** Start Dataset excerpts **
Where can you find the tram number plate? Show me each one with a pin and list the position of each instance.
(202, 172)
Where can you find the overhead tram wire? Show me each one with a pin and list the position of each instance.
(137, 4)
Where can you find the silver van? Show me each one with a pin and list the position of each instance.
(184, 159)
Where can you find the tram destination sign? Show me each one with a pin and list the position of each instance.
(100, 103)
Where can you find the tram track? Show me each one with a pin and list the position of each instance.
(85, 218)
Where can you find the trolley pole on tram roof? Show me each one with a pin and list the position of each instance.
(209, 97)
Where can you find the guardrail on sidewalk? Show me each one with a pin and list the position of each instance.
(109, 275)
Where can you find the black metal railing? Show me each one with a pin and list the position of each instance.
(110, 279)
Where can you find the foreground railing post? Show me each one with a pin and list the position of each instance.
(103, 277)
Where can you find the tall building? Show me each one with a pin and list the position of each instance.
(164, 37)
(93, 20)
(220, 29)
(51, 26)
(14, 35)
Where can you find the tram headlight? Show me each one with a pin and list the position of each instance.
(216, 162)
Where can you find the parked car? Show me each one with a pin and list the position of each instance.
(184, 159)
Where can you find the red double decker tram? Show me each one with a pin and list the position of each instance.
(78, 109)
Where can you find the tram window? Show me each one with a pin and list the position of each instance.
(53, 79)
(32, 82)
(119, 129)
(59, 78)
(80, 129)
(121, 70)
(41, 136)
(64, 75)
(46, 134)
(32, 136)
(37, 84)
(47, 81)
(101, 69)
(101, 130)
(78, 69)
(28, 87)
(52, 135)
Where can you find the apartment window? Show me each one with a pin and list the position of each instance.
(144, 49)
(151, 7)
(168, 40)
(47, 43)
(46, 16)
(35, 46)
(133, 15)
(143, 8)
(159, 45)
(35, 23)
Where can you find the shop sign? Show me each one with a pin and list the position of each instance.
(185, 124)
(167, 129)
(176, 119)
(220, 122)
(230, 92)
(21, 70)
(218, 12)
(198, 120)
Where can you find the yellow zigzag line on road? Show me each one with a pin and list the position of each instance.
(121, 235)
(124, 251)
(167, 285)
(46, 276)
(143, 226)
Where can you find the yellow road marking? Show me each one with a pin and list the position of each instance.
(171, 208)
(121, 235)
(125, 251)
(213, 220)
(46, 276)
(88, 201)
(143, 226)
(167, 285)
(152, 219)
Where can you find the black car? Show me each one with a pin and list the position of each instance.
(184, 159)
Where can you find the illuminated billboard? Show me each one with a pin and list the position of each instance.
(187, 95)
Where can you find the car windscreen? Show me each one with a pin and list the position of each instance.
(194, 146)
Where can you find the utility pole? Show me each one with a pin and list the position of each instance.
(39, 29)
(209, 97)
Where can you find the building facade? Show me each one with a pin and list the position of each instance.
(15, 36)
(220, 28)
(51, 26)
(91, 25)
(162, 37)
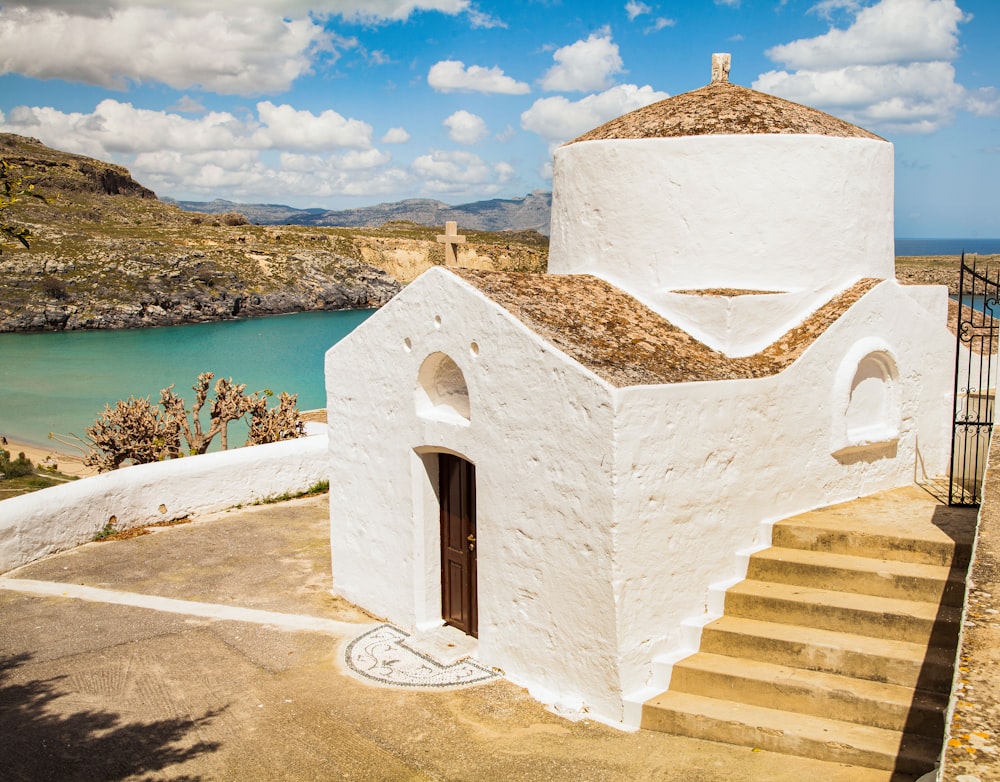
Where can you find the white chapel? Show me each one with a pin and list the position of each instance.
** End Dataset excerpts **
* _Task_: Reproduce every line above as written, skipping pictures.

* _Result of this task_:
Where can you find the tram number plate? Show me each one with a pin and list the position of each instance.
(202, 172)
Where can you find the overhead tram wire? Show me each one with a pin and list the position of each instance.
(137, 4)
Where can you find the silver van? Show me each one with a pin and list the position of each instance.
(184, 159)
Where can you find the tram destination sign? Show me each one with a pin and list the position of each instance.
(100, 103)
Where can you find the tram track? Show me each one with a pin and list the position of each instance.
(85, 218)
Where can you find the trolley pole on tram roof? Show me each one with a pin and list the position of each instance.
(209, 97)
Where can you find the guardrail on sidewalk? Show me each one with a pin and list the position of each instance.
(109, 275)
Where can you find the black metal railing? Show me each one with a pin and list the position of each instance.
(110, 279)
Where can you find the foreground railing post? Show me each one with a pin and list the position of each instance.
(103, 277)
Where can you find the tall building? Show me each one with a pin and list the position of each instance.
(164, 37)
(93, 20)
(220, 29)
(51, 26)
(14, 35)
Where can you find the tram headlight? Show me each one with a pin and list the position of each instance.
(216, 162)
Where can you find the parked car? Show me each one with a pin and list the position of each instance.
(184, 159)
Where can you find the red double decker tram? Show me each one with a pin and list the position of each instance.
(78, 109)
Where can you find the tram window? Show me each one with a pin and list the position of each instance.
(53, 79)
(32, 82)
(119, 129)
(59, 78)
(80, 129)
(121, 70)
(41, 136)
(64, 75)
(46, 134)
(32, 136)
(37, 84)
(47, 81)
(101, 69)
(101, 130)
(78, 69)
(28, 87)
(52, 135)
Where can you find the apartment window? Show me each one with a pin and list the position of each instance.
(144, 49)
(151, 7)
(168, 40)
(47, 43)
(46, 16)
(35, 46)
(133, 15)
(143, 8)
(159, 45)
(35, 23)
Where can you find the shop sign? Show me each one with a pin and list the position of each instance.
(185, 124)
(167, 129)
(176, 119)
(220, 122)
(230, 92)
(21, 70)
(218, 12)
(198, 120)
Where can you find the yellow zigzag line on road? Show me each one with a pin and list the position of each instance.
(121, 235)
(124, 251)
(167, 285)
(46, 276)
(143, 226)
Where can you find the yellow road marking? Show me each one with a pin and list the position of each instance.
(171, 208)
(121, 235)
(125, 251)
(213, 220)
(46, 276)
(88, 201)
(143, 226)
(167, 285)
(152, 219)
Where can you find the black car? Show me each one with a pin and list the position of each instance.
(184, 159)
Where can you find the illuminated billboard? Show me each one with a pin and list the position of each instance.
(187, 95)
Where can you find the car windscreen? Show me each one with a pin and list the position of each instance.
(194, 146)
Where can you find the utility pole? Show me each one with a pin and list the position of each instance.
(39, 29)
(209, 97)
Where can you find the building facade? Show me each one with a pin and list the position of each instance.
(15, 36)
(220, 28)
(51, 26)
(91, 25)
(162, 37)
Where can you find the white chapel? Show me each one with a pin and list the position of each instance.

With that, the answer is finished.